Extracted text:
Why ‘Help Wanted’ In A&D Doesn’t Mean The Same Anymore

Pratt & Whitney engine assembly floor
A snapshot of the Pratt & Whitney engine assembly floor in Middletown, Connecticut, includes assembly lines for the F135 and Geared Turbofan engines.
Credit: Raytheon Technologies

There is no shortage of ironies in the aerospace and defense sector, one of which is the race to automate and digitalize business while also struggling to hire enough workers to profit from the expected ramp-up of commercial aviation manufacturing in the post-pandemic era.

Digitalizing business operations is about cutting costs, boosting reliability—by removing the human worker, no less—and reaping the benefits of how one plus one can equal three in the technological sense. Hiring, however, is about having enough warm bodies on the factory floor to put together new products during a demand uptick that OEMs assert could surpass pre-pandemic production rates of airliners.

The two trends ultimately are in opposition, but because the timelines involved are so long—major aerospace advances are measured in decades, not years—there can be progress on both fronts for a long time. Still, some recent events outline how the dichotomy between the two trends likely will be a key theme of the 2020s.


Take a recent announcement by U.S. prosecutors. The U.S. Justice Department has unveiled an ongoing antitrust investigation into labor allocation in the aerospace engineering market and has revealed indictments against six executives who are alleged to have established an anti-poaching regime among their companies.

A federal grand jury in Bridgeport, Connecticut, returned an indictment on Dec. 15, 2021, charging Mahesh Patel of Connecticut, Robert Harvey of South Carolina, Harpreet Wasan of Connecticut, Steven Houghtaling of Connecticut, Tom Edwards of Connecticut and Gary Prus of Florida. Due to a LinkedIn profile, Patel, the alleged ringleader, was identified as an employee with Pratt & Whitney, the aero-engine division of Raytheon Technologies.

Besides the six who have been charged, “unnamed others” were involved in the eight-year plot that started in 2011. The conspiracy affected thousands of engineers and other skilled workers in the aerospace industry, the Justice Department says. The indictment alleges the executives knew that not recruiting and hiring each other’s employees would restrain their overall labor costs. “Patel and certain other co-conspirators explicitly appealed to this financial benefit when communicating with each other about the agreement,” the Justice Department says.

The data:

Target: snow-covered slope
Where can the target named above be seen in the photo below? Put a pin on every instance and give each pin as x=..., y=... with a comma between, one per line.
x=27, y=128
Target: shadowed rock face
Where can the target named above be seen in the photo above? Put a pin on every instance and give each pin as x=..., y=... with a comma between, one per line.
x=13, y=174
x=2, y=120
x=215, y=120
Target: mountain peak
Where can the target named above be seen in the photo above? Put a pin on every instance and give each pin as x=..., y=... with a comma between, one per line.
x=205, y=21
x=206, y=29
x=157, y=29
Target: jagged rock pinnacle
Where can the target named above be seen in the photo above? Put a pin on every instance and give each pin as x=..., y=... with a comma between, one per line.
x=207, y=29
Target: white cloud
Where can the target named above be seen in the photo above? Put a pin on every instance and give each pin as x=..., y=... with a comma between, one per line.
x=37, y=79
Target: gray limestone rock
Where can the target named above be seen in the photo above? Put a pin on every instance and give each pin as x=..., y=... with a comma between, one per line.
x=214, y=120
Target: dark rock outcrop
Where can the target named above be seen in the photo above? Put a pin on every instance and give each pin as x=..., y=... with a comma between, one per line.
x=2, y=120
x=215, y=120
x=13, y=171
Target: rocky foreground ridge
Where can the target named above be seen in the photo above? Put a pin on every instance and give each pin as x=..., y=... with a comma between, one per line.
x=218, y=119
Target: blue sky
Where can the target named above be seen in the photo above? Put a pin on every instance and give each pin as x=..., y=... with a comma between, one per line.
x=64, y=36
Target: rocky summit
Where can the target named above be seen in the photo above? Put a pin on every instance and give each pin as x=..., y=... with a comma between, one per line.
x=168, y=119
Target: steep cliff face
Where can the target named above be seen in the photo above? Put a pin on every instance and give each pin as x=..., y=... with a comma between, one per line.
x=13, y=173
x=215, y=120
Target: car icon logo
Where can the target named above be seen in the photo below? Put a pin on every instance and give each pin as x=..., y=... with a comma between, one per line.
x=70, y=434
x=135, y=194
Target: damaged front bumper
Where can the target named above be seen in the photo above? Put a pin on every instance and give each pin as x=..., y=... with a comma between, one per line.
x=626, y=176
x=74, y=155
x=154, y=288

What to do:
- 1) List the six people named as charged in the indictment in the aerospace hiring article.
- 2) In the aerospace hiring article, transcribe word for word the passage that begins with the words containing "Take a recent" and ends with "of Raytheon Technologies.".

Response list:
- 1)
Mahesh Patel
Robert Harvey
Harpreet Wasan
Steven Houghtaling
Tom Edwards
Gary Prus

- 2)
Take a recent announcement by U.S. prosecutors. The U.S. Justice Department has unveiled an ongoing antitrust investigation into labor allocation in the aerospace engineering market and has revealed indictments against six executives who are alleged to have established an anti-poaching regime among their companies.

A federal grand jury in Bridgeport, Connecticut, returned an indictment on Dec. 15, 2021, charging Mahesh Patel of Connecticut, Robert Harvey of South Carolina, Harpreet Wasan of Connecticut, Steven Houghtaling of Connecticut, Tom Edwards of Connecticut and Gary Prus of Florida. Due to a LinkedIn profile, Patel, the alleged ringleader, was identified as an employee with Pratt & Whitney, the aero-engine division of Raytheon Technologies.